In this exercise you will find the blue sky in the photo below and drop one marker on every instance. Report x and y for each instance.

...

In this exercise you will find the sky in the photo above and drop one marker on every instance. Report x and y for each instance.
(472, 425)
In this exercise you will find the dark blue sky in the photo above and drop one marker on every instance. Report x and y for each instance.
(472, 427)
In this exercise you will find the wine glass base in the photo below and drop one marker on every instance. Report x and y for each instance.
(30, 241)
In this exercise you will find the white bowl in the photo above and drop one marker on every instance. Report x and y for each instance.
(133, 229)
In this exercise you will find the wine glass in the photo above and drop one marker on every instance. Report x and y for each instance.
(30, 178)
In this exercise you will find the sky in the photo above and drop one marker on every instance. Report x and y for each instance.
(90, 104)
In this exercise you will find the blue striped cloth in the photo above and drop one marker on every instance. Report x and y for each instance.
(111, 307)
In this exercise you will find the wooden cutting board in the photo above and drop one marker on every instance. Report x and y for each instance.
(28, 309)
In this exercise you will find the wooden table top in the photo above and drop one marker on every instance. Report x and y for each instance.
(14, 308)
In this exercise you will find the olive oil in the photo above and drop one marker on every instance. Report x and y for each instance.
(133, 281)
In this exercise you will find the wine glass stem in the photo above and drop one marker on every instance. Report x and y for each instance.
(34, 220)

Work required
Return each line of the entries above that contains the word "wooden".

Response for this exercise
In this exercise you will find the wooden cutting board in the photo above and drop one marker on every instance. Report x and y for each instance.
In this exercise you will find the wooden table top in the photo above and drop one marker on every instance. Report x and y for each instance.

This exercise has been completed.